● **Excerpted passage**
+===+

Belgium, Elia Group

Power grid main characteristics

The Elia Group is organised around its two major constituent electricity transmission system operators: Elia in Belgium and 50Hertz Transmission in Germany.

Elia, the Belgian transmission system operator, holds licences for its 380 kV to 150 kV national grid and for its 70 kV to 30 kV grids in Belgium’s three regions and operates about 8,400 km of lines and underground cables.

50Hertz, one of Germany’s four transmission system operators and active in the north-eastern part of the country, is held jointly by Elia (60%) and Industry Funds Management (40%). The grid covers an area larger than 109,360 km² and runs a length of approx. 9,995 km – It is the technical backbone that reliably supplies power to more than 18 million people.

The Elia Group is one of the top five transmission system operators in Europe and one of the top 15 in the world. It actively sets an example as a driving force behind the development of the European market and through its commitment to ensuring reliability and security of supply and its efforts to promote the integration of renewable energies.

+===+

● **Supplied entries**
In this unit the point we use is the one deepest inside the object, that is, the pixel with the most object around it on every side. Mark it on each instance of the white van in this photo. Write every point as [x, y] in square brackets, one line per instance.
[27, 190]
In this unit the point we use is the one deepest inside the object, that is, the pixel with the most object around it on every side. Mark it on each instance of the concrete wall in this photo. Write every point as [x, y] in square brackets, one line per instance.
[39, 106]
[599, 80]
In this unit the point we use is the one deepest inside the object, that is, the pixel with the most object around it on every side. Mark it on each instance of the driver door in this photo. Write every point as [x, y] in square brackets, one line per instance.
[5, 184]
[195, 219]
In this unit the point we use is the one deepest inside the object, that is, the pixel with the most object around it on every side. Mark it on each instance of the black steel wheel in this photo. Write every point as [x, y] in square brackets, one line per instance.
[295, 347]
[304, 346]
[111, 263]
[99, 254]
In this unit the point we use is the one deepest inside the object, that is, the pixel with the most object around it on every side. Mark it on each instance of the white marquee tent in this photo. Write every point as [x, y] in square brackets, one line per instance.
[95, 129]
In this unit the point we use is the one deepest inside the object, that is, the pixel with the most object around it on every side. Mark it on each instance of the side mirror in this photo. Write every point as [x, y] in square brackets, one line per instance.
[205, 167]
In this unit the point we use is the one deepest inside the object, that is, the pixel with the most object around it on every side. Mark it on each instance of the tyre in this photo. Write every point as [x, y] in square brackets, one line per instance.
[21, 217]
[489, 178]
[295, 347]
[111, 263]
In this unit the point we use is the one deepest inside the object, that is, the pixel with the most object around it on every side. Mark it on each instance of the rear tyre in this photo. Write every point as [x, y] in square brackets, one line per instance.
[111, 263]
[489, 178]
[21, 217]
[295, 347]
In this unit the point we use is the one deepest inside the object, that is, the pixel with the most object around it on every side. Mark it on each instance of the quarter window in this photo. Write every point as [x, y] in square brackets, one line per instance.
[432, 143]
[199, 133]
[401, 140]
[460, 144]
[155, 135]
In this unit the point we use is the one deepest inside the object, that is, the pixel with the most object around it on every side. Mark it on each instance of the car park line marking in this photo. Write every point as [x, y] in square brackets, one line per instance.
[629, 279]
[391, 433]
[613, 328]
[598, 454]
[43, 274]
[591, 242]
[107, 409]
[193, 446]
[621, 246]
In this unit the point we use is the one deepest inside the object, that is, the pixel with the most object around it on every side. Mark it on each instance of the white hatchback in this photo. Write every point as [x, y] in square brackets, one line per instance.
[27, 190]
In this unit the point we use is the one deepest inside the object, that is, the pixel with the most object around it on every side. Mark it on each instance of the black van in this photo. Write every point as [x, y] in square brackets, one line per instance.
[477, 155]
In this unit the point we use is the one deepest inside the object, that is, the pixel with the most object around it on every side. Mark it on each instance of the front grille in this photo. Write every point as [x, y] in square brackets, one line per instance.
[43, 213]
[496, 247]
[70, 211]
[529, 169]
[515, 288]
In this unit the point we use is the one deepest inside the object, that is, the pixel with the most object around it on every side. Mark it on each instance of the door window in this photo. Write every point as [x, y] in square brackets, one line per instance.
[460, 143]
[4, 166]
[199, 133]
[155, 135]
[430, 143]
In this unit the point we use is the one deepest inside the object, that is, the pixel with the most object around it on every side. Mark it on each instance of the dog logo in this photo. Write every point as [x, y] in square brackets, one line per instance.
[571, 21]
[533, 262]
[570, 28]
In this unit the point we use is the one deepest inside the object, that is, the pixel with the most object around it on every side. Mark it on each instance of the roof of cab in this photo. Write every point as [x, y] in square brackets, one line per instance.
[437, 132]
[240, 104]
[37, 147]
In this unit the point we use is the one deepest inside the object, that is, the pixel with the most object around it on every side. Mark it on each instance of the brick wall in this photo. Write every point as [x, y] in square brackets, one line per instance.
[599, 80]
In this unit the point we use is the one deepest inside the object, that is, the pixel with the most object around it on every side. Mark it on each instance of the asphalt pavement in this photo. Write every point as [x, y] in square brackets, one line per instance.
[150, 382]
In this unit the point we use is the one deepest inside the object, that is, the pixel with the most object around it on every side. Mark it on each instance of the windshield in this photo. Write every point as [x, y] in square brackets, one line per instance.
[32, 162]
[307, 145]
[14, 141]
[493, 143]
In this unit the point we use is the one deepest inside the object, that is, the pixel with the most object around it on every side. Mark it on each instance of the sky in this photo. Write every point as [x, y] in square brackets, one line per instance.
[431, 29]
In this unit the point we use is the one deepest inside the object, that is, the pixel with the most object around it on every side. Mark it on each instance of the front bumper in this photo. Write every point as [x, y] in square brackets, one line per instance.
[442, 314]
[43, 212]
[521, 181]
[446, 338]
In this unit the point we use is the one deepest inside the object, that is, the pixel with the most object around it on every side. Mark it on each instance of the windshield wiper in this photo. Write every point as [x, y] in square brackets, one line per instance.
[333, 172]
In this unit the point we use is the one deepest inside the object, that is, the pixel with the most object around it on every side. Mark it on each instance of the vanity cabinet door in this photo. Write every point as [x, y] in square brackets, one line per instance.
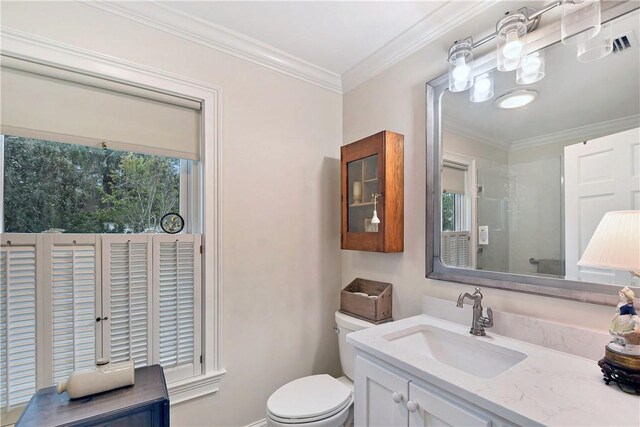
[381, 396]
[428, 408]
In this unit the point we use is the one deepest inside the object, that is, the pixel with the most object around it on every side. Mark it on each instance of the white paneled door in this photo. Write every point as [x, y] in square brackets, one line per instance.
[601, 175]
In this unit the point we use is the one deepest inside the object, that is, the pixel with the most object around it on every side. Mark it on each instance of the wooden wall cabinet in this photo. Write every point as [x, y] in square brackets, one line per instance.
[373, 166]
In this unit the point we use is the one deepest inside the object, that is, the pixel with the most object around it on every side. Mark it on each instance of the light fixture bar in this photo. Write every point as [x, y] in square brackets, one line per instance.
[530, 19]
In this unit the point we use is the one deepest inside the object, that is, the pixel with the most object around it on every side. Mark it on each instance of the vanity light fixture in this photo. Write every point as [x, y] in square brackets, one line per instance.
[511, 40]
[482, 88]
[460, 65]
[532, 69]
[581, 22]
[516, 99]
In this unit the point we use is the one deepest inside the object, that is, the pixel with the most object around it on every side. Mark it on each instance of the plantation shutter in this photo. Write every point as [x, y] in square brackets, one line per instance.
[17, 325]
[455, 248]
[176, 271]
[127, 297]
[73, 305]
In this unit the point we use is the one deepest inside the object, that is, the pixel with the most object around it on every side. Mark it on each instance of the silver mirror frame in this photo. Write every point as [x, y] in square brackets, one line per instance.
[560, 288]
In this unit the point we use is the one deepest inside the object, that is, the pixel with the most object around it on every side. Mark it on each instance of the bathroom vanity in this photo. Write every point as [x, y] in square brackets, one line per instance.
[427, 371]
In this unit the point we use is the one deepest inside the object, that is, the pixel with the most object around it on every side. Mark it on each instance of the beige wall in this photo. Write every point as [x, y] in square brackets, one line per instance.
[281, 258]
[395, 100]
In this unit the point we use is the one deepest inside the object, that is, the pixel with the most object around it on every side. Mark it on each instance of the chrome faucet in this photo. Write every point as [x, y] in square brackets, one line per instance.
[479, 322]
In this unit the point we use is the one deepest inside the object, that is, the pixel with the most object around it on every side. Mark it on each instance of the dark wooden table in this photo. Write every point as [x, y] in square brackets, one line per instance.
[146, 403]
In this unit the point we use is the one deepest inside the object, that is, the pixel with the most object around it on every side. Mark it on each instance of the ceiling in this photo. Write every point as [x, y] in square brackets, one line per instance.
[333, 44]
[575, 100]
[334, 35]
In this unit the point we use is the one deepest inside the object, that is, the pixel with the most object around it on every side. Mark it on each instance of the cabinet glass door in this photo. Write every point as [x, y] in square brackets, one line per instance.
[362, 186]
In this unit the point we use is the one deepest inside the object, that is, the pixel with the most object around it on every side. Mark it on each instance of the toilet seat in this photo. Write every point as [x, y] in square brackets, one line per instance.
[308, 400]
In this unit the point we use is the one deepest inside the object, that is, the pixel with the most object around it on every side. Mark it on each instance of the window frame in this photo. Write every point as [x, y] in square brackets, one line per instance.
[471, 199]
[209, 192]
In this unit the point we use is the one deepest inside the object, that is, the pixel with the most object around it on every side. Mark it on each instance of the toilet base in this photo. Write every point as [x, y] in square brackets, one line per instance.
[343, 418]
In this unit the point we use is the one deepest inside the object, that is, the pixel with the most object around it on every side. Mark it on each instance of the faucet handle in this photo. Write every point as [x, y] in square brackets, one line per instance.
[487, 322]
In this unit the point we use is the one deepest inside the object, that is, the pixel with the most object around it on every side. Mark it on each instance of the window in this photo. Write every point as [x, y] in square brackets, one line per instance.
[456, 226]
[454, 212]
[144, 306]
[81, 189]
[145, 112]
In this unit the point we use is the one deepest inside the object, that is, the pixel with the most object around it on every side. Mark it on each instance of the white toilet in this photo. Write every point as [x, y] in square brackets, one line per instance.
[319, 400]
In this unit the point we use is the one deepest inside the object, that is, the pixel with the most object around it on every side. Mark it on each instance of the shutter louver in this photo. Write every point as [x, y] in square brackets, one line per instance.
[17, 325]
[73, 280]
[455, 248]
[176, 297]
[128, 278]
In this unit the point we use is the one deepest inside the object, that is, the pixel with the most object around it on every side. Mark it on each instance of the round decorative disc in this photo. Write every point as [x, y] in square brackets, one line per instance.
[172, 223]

+===+

● **Tasks to carry out**
[1] According to the Elia Group overview, about how many kilometers of lines and underground cables does Elia operate?
[2] Retype the stretch of the Elia Group overview from "The Elia Group is organised" through "18 million people.".

● **Answer list**
[1] About 8,400 km.

[2]
The Elia Group is organised around its two major constituent electricity transmission system operators: Elia in Belgium and 50Hertz Transmission in Germany.

Elia, the Belgian transmission system operator, holds licences for its 380 kV to 150 kV national grid and for its 70 kV to 30 kV grids in Belgium’s three regions and operates about 8,400 km of lines and underground cables.

50Hertz, one of Germany’s four transmission system operators and active in the north-eastern part of the country, is held jointly by Elia (60%) and Industry Funds Management (40%). The grid covers an area larger than 109,360 km² and runs a length of approx. 9,995 km – It is the technical backbone that reliably supplies power to more than 18 million people.